### [THE REQUEST]
Put the lines of all the items below into a numbered list, skipping blank lines and leaving out the pictures.

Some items
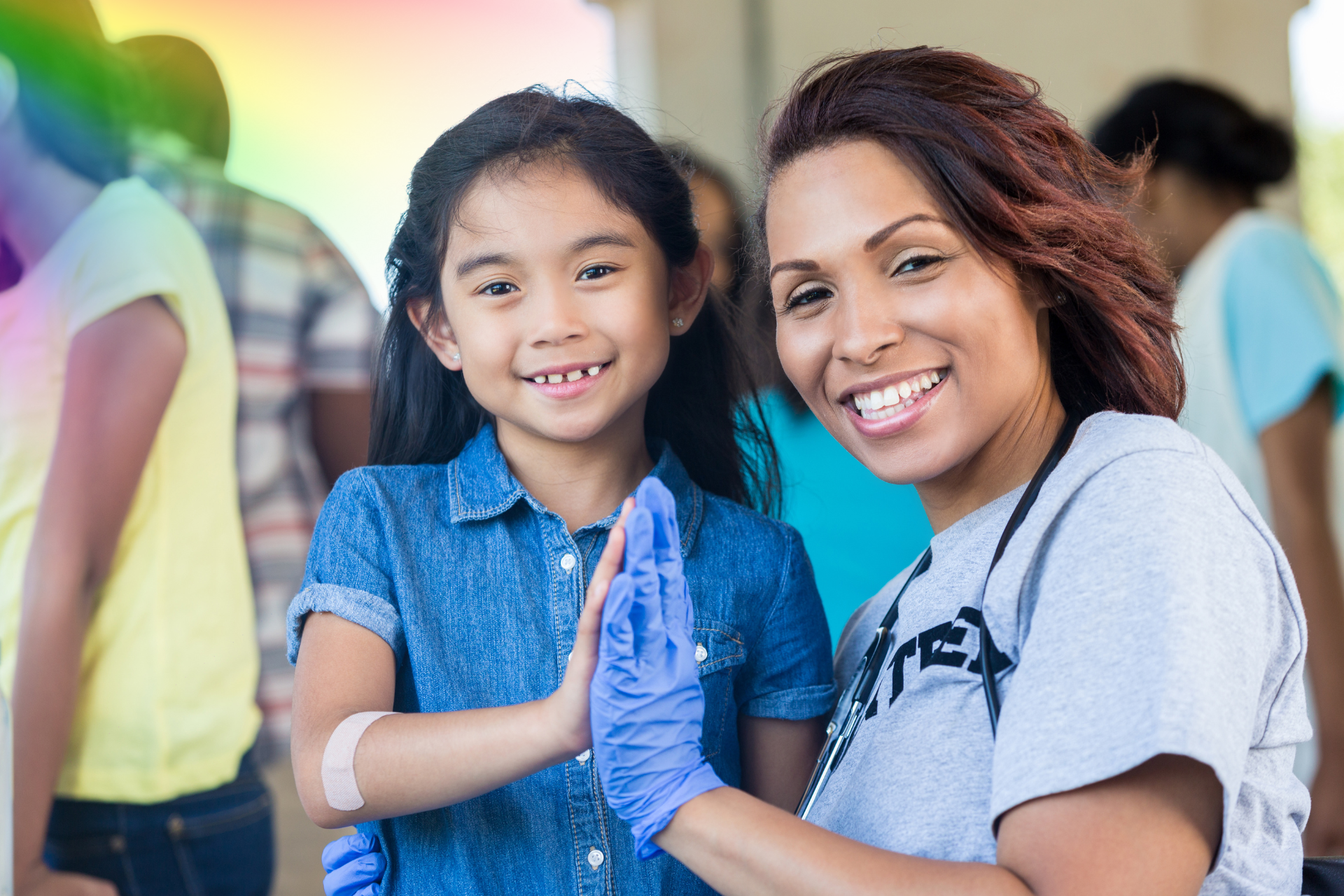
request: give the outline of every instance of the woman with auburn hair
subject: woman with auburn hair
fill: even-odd
[[[626,547],[591,720],[640,854],[730,895],[1301,893],[1302,607],[1175,423],[1141,167],[927,47],[809,70],[763,163],[784,369],[935,535],[841,637],[812,823],[710,771],[680,556]]]

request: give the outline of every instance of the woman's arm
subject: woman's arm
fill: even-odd
[[[1344,586],[1329,506],[1335,395],[1322,379],[1301,407],[1261,433],[1274,529],[1306,613],[1320,764],[1312,782],[1308,856],[1344,852]]]
[[[298,646],[290,748],[308,817],[323,827],[344,827],[450,806],[587,750],[593,739],[589,681],[597,665],[602,602],[621,570],[624,520],[625,513],[589,583],[574,653],[555,693],[513,707],[376,720],[355,752],[355,780],[364,805],[353,811],[327,802],[323,754],[336,725],[351,715],[391,711],[396,664],[391,647],[372,631],[329,613],[310,614]]]
[[[13,682],[15,887],[17,893],[114,893],[42,862],[66,755],[93,599],[112,568],[187,341],[163,302],[141,298],[70,344],[51,467],[24,570]]]
[[[726,896],[1193,896],[1220,829],[1222,787],[1214,772],[1193,759],[1157,756],[1110,780],[1005,813],[997,865],[868,846],[731,787],[687,802],[655,842]]]
[[[827,742],[827,719],[805,721],[738,716],[742,790],[792,813],[808,789]]]

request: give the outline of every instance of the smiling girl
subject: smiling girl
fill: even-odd
[[[802,544],[746,506],[771,467],[738,439],[769,441],[685,181],[607,105],[501,97],[415,167],[388,270],[376,466],[337,482],[289,615],[309,817],[376,834],[387,892],[710,892],[636,860],[591,760],[641,480],[676,501],[715,771],[792,807],[835,690]]]

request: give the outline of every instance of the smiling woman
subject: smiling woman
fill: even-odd
[[[1173,287],[1117,208],[1141,169],[926,47],[804,74],[763,156],[784,369],[935,535],[841,635],[812,823],[689,786],[679,596],[607,613],[613,805],[728,895],[1301,893],[1301,602],[1173,422]]]

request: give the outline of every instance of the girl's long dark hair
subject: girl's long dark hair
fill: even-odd
[[[671,269],[695,258],[700,234],[691,191],[672,157],[634,121],[590,97],[544,87],[493,99],[446,130],[415,164],[410,206],[387,253],[391,306],[374,382],[370,463],[446,463],[489,420],[460,372],[439,364],[406,306],[430,300],[426,328],[444,313],[439,271],[449,230],[485,172],[560,160],[634,215]],[[780,467],[761,423],[738,314],[714,290],[695,325],[672,340],[649,392],[644,431],[672,446],[707,492],[765,512],[778,509]]]

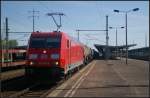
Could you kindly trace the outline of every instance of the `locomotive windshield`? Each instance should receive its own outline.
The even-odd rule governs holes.
[[[30,48],[59,48],[60,37],[32,37],[30,39]]]

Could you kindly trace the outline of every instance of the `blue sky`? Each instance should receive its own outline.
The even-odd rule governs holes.
[[[50,12],[63,12],[61,31],[77,38],[76,29],[100,29],[106,27],[106,15],[109,16],[109,26],[125,26],[125,14],[114,13],[114,9],[127,11],[139,8],[137,12],[128,13],[128,43],[136,43],[134,48],[144,47],[145,38],[149,37],[149,2],[148,1],[3,1],[1,3],[1,26],[5,17],[9,19],[9,29],[12,32],[32,31],[33,9],[39,11],[35,19],[35,29],[38,31],[53,31],[56,26]],[[105,32],[80,32],[80,41],[93,47],[93,44],[105,44]],[[17,39],[19,45],[27,44],[28,34],[10,34],[10,39]],[[95,40],[90,40],[95,39]],[[22,40],[22,41],[21,41]],[[25,40],[25,41],[23,41]],[[115,29],[109,30],[109,45],[115,45]],[[118,29],[118,45],[125,44],[125,29]]]

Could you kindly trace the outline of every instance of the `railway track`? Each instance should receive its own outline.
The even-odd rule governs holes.
[[[52,82],[52,83],[35,83],[32,85],[29,85],[28,87],[22,89],[22,90],[16,90],[16,91],[9,91],[3,94],[4,98],[14,98],[14,97],[20,97],[20,98],[26,98],[26,97],[46,97],[50,92],[52,92],[54,89],[56,89],[58,86],[60,86],[62,83],[65,82],[65,79],[62,79],[58,82]]]
[[[83,67],[80,69],[82,68]],[[18,79],[13,79],[13,81],[5,83],[5,87],[3,87],[2,91],[2,97],[46,97],[49,93],[54,91],[57,87],[59,87],[62,83],[64,83],[76,73],[78,73],[77,70],[74,71],[71,75],[68,75],[67,78],[51,83],[42,83],[40,81],[36,81],[36,79],[34,80],[33,78],[26,78],[25,76]]]
[[[14,79],[13,81],[9,81],[9,83],[5,84],[6,87],[4,89],[6,89],[7,87],[9,88],[3,90],[2,98],[45,97],[65,81],[66,79],[61,79],[57,82],[42,83],[33,81],[31,79],[27,80],[26,77],[21,77],[18,78],[18,80]],[[14,87],[12,87],[12,85]]]

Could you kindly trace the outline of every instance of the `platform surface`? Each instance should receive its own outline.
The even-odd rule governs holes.
[[[93,60],[47,97],[149,97],[149,63]]]

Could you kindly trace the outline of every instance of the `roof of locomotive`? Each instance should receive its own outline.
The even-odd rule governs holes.
[[[63,32],[53,31],[53,32],[32,32],[32,37],[46,37],[46,36],[61,36]]]

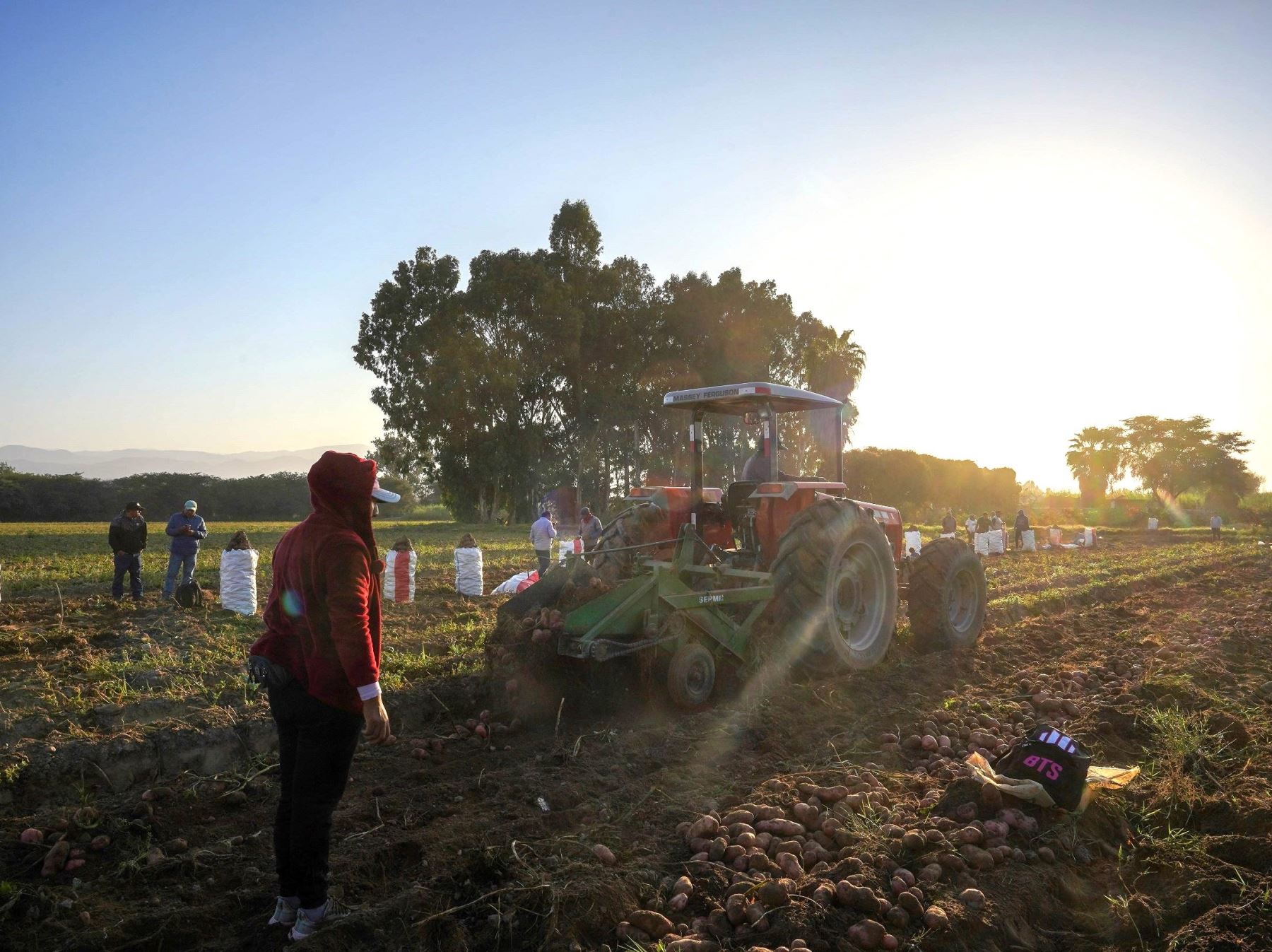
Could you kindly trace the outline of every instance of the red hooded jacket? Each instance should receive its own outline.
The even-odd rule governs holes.
[[[265,634],[251,653],[285,667],[324,704],[363,713],[380,677],[380,571],[371,532],[375,461],[326,452],[309,468],[313,513],[273,550]]]

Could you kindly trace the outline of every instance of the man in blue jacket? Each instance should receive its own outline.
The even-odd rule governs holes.
[[[204,517],[196,514],[198,503],[186,500],[186,508],[168,519],[168,535],[172,547],[168,555],[168,577],[163,583],[163,597],[172,598],[177,591],[177,570],[181,569],[181,584],[195,578],[195,563],[198,561],[198,541],[207,538],[207,526]]]

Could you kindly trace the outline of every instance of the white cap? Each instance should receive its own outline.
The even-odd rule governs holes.
[[[380,489],[380,481],[375,480],[371,485],[371,499],[378,499],[382,503],[401,503],[402,496],[397,493],[389,493],[387,489]]]

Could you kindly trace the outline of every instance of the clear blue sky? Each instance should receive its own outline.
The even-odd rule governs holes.
[[[0,443],[369,442],[394,262],[581,197],[855,328],[859,444],[1062,485],[1199,412],[1272,476],[1269,168],[1259,3],[10,3]]]

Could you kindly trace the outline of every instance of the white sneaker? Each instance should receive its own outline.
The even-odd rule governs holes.
[[[296,924],[291,927],[291,932],[287,933],[287,938],[293,942],[300,942],[300,939],[308,939],[315,932],[318,927],[326,925],[327,923],[337,921],[340,919],[347,919],[354,914],[354,910],[346,906],[343,902],[337,902],[333,899],[328,899],[327,902],[315,910],[296,910]]]
[[[273,904],[273,915],[270,916],[270,925],[294,925],[298,907],[299,904],[293,905],[282,896],[279,896],[279,901]]]

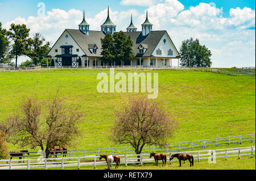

### [THE COMPLETED TASK]
1. request: give the outline of every instance of the woman with auburn hair
2. subject: woman with auburn hair
3. fill: even-odd
4. [[[626,547],[591,720],[640,854],[730,895],[1301,893],[1302,607],[1175,423],[1141,167],[927,47],[809,70],[763,163],[784,369],[935,535],[841,637],[812,823],[710,771],[680,556]]]
5. request: give the outline of every instance of the woman's arm
6. subject: woman's arm
7. fill: even-odd
8. [[[1344,586],[1329,506],[1335,395],[1322,379],[1301,407],[1261,433],[1274,529],[1306,613],[1320,764],[1312,782],[1308,856],[1344,852]]]
9. [[[298,646],[290,748],[308,817],[323,827],[344,827],[450,806],[587,750],[593,739],[589,681],[597,665],[602,602],[621,570],[624,520],[625,513],[589,583],[574,653],[555,693],[513,707],[376,720],[355,752],[355,780],[364,805],[353,811],[327,802],[323,754],[336,725],[351,715],[391,711],[396,664],[391,647],[372,631],[329,613],[310,614]]]
10. [[[13,682],[15,887],[17,893],[114,893],[42,862],[66,755],[93,599],[112,568],[187,341],[163,302],[141,298],[70,344],[51,467],[24,570]]]
11. [[[726,896],[1193,896],[1220,829],[1222,787],[1214,772],[1193,759],[1157,756],[1110,780],[1005,813],[997,865],[868,846],[731,787],[687,802],[655,842]]]
12. [[[827,742],[827,719],[805,721],[738,716],[742,790],[792,813],[808,789]]]
13. request: give the outline of every instance of the smiling girl
14. subject: smiling girl
15. fill: even-odd
16. [[[802,544],[746,506],[771,467],[738,439],[769,441],[685,181],[607,105],[501,97],[415,167],[388,270],[376,466],[337,482],[289,615],[309,817],[376,834],[387,892],[710,892],[636,860],[591,760],[641,480],[676,501],[715,771],[792,807],[835,690]]]
17. request: give the outline of every instance of the smiling woman
18. subject: smiling woman
19. fill: even-odd
20. [[[1173,287],[1117,208],[1141,169],[926,47],[804,74],[763,156],[784,369],[935,535],[841,635],[812,823],[689,786],[679,596],[607,613],[613,805],[728,895],[1301,893],[1301,602],[1173,422]]]
21. request: give the outline of every instance of the girl's long dark hair
22. subject: girl's long dark hair
23. fill: even-odd
24. [[[671,269],[695,258],[700,234],[691,191],[672,157],[634,121],[590,97],[544,87],[493,99],[446,130],[415,164],[410,206],[387,253],[391,306],[374,382],[370,463],[446,463],[489,420],[460,372],[439,364],[406,306],[430,300],[426,328],[444,313],[439,271],[449,230],[485,172],[560,160],[634,215]],[[780,467],[761,423],[738,314],[714,290],[695,325],[672,340],[649,392],[644,431],[672,446],[707,492],[765,512],[778,509]]]
25. Could you kindly trace the outline of every instance of the `locomotive windshield`? Each instance should receive its own outline.
26. The even-odd rule governs holes.
27. [[[30,48],[59,48],[60,37],[32,37],[30,39]]]
28. Could you kindly trace the outline of every instance of the `blue sky`? Each instance should receive its own outline.
29. The even-odd rule governs holes.
30. [[[50,12],[63,12],[61,31],[77,38],[76,29],[100,29],[106,27],[106,15],[109,16],[109,26],[125,26],[125,14],[114,13],[114,9],[127,11],[139,8],[137,12],[128,13],[128,43],[136,43],[134,48],[144,47],[145,38],[149,37],[149,2],[148,1],[3,1],[1,3],[1,26],[5,17],[9,19],[9,29],[12,32],[32,31],[33,9],[39,11],[35,19],[35,29],[38,31],[53,31],[56,26]],[[105,32],[80,32],[80,41],[93,47],[93,44],[105,44]],[[17,39],[19,45],[27,44],[28,34],[10,34],[10,39]],[[95,40],[90,40],[95,39]],[[22,40],[22,41],[21,41]],[[25,40],[25,41],[23,41]],[[115,29],[109,30],[109,45],[115,45]],[[118,29],[118,45],[125,44],[125,29]]]
31. Could you kindly trace the outline of every instance of the `railway track`? Each instance should receive its own outline.
32. The even-odd rule governs holes.
33. [[[52,82],[52,83],[35,83],[32,85],[29,85],[28,87],[22,89],[22,90],[16,90],[16,91],[9,91],[3,94],[4,98],[14,98],[14,97],[20,97],[20,98],[26,98],[26,97],[46,97],[50,92],[52,92],[54,89],[56,89],[58,86],[60,86],[62,83],[65,82],[65,79],[62,79],[58,82]]]
34. [[[83,67],[80,69],[82,68]],[[18,79],[13,79],[13,81],[5,83],[5,87],[3,87],[2,91],[2,97],[46,97],[49,93],[54,91],[57,87],[59,87],[62,83],[64,83],[76,73],[78,73],[77,70],[74,71],[71,75],[68,75],[67,78],[51,83],[42,83],[40,81],[36,81],[36,79],[34,80],[33,78],[26,78],[25,76]]]
35. [[[14,79],[13,81],[9,81],[9,83],[5,84],[6,87],[4,89],[6,89],[7,87],[9,88],[3,90],[2,98],[45,97],[65,81],[66,79],[61,79],[57,82],[42,83],[33,81],[31,79],[27,80],[26,77],[21,77],[18,78],[18,80]],[[14,87],[12,87],[12,85]]]
36. Could you kindly trace the outline of every instance of the `platform surface`? Each instance should receive its own outline.
37. The even-odd rule governs holes.
38. [[[93,60],[47,97],[149,97],[149,63]]]
39. Could you kindly trace the outline of every instance of the `roof of locomotive`? Each instance should receive its own outline.
40. The even-odd rule governs holes.
41. [[[63,32],[53,31],[53,32],[32,32],[32,37],[46,37],[46,36],[61,36]]]
42. Could you kindly trace the outline of every instance of the red hooded jacket? Each instance should receive its own outline.
43. The even-odd rule governs holes.
44. [[[265,634],[251,653],[285,667],[324,704],[363,713],[380,677],[380,571],[371,532],[375,461],[326,452],[309,468],[313,513],[273,550]]]
45. Could you kindly trace the outline of every instance of the man in blue jacket? Each instance should receive its own outline.
46. The even-odd rule governs holes.
47. [[[204,517],[196,514],[198,503],[186,500],[186,508],[168,519],[168,535],[172,547],[168,555],[168,577],[163,583],[163,597],[172,598],[177,591],[177,570],[181,569],[181,584],[195,578],[195,563],[198,561],[198,541],[207,538],[207,526]]]
48. Could you kindly trace the outline of every instance of the white cap? Each instance should receive its own outline.
49. The even-odd rule governs holes.
50. [[[380,489],[380,481],[375,480],[371,485],[371,499],[378,499],[382,503],[401,503],[402,496],[397,493],[389,493],[387,489]]]
51. Could you kindly trace the outline of every instance of the clear blue sky? Each instance should receive its own outline.
52. The even-odd rule governs holes.
53. [[[0,443],[369,442],[394,262],[581,197],[855,328],[859,444],[1062,485],[1199,412],[1272,476],[1269,168],[1259,3],[10,3]]]
54. Could you kindly trace the outline of every instance of the white sneaker? Each instance should receive its own outline.
55. The even-odd rule governs holes.
56. [[[296,924],[291,927],[291,932],[287,933],[287,938],[293,942],[300,942],[300,939],[308,939],[315,932],[318,927],[326,925],[327,923],[337,921],[340,919],[347,919],[354,914],[354,910],[346,906],[343,902],[337,902],[333,899],[328,899],[327,902],[315,910],[296,910]]]
57. [[[273,904],[273,915],[270,916],[270,925],[294,925],[298,907],[299,904],[293,905],[282,896],[279,896],[279,901]]]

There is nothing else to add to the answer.